*What is needed*
Only the lines from the line containing "Target: rear windshield glass" to the end of the entries, both included, belong in your answer, and each must match exactly.

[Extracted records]
------------------------------------------------

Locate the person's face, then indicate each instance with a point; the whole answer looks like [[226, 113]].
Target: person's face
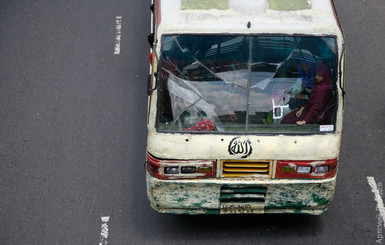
[[318, 78], [305, 67]]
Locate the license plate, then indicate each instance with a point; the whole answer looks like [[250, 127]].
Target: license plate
[[238, 209]]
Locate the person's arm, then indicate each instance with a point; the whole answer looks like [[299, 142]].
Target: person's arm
[[314, 109]]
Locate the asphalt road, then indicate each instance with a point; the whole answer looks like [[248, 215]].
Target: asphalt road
[[73, 133]]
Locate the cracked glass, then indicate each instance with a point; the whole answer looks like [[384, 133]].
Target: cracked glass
[[246, 84]]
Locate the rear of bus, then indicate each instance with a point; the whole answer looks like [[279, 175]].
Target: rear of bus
[[223, 85]]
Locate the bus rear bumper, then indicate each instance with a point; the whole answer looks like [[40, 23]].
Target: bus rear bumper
[[236, 196]]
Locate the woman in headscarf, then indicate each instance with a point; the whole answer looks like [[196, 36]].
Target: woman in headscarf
[[320, 97]]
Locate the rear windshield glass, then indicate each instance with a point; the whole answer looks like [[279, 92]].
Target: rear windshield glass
[[249, 84]]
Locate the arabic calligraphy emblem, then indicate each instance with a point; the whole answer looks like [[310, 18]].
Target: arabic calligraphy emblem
[[239, 146]]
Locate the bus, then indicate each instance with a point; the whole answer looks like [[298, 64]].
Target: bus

------------------------------------------------

*Result of the task*
Target: rear windshield glass
[[249, 84]]
Locate the arabic calligraphy emblem, then indicate each instance with a point; the whole answer looks like [[310, 18]].
Target: arabic calligraphy emblem
[[239, 146]]
Locate the bus, then indicate each instance with a point; the whole answer looks like [[298, 64]].
Target: bus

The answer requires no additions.